*** Supplied material ***

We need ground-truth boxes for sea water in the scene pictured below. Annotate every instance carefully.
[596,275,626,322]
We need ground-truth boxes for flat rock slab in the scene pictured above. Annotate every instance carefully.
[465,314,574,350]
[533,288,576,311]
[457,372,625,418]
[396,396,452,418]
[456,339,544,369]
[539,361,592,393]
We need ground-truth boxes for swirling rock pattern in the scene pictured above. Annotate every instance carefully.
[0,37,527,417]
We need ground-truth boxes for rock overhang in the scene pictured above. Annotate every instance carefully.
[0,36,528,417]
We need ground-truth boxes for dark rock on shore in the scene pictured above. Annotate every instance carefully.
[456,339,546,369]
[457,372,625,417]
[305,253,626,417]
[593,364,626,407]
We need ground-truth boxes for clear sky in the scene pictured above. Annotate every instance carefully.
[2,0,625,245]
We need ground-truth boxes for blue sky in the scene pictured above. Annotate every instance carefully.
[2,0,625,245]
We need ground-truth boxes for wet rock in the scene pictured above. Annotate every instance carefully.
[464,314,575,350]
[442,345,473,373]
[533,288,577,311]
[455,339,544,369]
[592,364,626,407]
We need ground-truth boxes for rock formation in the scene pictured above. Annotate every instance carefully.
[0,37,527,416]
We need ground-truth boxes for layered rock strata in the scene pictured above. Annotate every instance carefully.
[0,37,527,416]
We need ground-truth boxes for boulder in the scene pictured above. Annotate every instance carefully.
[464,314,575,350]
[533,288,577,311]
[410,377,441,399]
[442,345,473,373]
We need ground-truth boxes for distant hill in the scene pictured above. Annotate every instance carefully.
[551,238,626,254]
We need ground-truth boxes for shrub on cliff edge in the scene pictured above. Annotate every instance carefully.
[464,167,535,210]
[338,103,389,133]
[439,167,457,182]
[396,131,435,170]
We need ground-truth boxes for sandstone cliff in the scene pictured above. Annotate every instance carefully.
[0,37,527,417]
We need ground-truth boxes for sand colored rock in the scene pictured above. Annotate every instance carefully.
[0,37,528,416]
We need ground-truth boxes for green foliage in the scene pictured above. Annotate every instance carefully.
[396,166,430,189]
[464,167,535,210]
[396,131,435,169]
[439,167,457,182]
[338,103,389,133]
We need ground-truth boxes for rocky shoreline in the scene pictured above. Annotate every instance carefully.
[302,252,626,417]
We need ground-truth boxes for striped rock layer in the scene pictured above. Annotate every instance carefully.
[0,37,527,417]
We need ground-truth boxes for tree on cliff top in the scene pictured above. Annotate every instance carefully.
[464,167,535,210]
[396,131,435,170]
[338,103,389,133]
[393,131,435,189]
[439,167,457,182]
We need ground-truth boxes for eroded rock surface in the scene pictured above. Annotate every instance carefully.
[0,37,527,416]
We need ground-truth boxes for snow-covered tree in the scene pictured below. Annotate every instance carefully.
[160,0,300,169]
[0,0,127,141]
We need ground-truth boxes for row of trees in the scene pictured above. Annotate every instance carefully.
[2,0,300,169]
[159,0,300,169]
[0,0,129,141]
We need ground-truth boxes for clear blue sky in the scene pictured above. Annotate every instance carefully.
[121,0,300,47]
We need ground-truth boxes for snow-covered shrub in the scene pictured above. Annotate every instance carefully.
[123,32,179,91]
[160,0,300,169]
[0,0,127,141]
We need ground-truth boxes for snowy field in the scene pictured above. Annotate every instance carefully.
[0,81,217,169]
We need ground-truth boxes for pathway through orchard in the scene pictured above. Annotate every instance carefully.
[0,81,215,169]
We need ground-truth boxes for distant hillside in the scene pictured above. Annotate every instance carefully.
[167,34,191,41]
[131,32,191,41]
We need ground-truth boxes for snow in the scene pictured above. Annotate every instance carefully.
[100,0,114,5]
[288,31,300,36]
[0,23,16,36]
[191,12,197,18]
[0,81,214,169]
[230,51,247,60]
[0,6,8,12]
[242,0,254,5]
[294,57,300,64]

*** End of Supplied material ***
*** Supplied material ***

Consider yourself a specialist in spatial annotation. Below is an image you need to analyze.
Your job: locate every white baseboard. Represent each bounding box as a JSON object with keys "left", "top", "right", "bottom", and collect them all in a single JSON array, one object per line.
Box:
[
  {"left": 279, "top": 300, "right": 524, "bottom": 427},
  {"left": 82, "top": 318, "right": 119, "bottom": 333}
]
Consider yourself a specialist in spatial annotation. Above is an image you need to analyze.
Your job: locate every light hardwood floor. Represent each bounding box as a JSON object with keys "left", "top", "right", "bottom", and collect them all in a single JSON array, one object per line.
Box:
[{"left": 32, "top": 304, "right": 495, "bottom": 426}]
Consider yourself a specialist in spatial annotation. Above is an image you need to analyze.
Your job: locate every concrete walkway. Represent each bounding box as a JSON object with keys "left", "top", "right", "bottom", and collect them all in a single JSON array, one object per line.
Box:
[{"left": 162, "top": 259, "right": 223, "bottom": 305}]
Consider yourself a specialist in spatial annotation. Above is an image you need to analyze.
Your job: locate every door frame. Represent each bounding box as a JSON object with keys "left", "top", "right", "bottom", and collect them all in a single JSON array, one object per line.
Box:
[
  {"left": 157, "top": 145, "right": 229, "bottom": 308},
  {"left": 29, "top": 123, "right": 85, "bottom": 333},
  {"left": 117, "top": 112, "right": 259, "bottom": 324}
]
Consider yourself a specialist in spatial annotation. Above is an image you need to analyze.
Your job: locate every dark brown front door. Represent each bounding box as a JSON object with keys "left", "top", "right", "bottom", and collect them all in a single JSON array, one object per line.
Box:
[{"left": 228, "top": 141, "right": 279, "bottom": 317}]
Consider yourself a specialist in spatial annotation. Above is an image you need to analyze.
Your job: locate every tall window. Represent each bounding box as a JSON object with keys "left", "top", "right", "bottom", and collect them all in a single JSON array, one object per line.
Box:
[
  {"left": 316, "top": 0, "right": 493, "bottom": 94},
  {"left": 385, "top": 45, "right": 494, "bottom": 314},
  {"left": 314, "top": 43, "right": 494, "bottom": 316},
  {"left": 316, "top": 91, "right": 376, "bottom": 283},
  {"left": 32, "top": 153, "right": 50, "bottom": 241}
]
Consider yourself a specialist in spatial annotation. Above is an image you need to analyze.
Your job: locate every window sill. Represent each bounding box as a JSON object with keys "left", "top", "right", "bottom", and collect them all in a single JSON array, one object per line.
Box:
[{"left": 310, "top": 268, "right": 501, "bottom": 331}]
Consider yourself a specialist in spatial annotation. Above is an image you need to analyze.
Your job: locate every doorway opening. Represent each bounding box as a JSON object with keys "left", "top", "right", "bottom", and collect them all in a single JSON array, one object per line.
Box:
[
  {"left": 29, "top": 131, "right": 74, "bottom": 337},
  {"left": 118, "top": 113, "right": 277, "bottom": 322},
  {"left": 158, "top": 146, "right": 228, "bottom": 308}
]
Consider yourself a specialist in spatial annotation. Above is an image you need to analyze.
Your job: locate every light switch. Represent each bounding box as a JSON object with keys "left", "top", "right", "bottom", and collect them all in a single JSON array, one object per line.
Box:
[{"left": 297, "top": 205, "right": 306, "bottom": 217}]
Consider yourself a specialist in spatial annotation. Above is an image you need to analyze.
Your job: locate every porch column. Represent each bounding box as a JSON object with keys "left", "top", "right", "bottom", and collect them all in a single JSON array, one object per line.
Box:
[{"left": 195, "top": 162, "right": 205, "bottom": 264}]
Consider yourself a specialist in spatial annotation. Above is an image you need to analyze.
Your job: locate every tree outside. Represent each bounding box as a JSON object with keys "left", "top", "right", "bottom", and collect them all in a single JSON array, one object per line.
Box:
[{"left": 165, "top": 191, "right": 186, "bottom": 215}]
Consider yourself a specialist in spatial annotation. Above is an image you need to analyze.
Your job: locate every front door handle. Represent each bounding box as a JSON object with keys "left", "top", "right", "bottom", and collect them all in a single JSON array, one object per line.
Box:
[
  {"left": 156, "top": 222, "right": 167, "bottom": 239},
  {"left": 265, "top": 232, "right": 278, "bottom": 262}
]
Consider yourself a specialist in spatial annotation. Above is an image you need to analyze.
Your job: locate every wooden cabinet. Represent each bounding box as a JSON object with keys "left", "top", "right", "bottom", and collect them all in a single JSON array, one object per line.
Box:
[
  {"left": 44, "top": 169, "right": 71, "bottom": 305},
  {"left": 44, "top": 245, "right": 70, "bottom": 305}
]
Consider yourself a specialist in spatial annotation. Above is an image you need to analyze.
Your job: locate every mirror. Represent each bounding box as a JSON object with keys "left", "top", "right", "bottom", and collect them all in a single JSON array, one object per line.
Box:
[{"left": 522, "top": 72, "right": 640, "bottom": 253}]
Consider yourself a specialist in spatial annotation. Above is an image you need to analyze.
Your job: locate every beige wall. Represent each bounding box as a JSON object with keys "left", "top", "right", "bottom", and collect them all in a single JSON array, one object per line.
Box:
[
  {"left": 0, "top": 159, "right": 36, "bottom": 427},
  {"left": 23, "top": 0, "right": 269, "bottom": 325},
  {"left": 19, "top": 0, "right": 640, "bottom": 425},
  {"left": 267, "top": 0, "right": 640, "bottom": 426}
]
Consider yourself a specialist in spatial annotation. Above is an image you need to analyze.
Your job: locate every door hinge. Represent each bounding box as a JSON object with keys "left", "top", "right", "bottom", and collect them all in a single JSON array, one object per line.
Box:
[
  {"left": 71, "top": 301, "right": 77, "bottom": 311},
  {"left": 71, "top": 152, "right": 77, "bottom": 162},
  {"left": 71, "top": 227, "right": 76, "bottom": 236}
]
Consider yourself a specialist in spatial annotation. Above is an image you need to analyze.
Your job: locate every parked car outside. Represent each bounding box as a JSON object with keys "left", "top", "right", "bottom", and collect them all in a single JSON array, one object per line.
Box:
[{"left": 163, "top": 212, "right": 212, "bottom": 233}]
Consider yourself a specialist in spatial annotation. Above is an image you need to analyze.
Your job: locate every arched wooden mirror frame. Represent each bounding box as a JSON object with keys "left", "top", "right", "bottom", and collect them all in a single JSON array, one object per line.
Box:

*** End of Supplied material ***

▶ _Problem to work on_:
Return all lines from the data that include the string "outside".

▶ _Task solution_:
Your job: locate every tree outside. Represent each bounding box as a JSON object with keys "left", "top", "right", "bottom", and collect them all in a single JSON array, one object per line.
Your job: locate every parked car outside. Represent each bounding box as a JSON object with keys "left", "top", "right", "bottom", and collect them all in a single JSON array, one object per line.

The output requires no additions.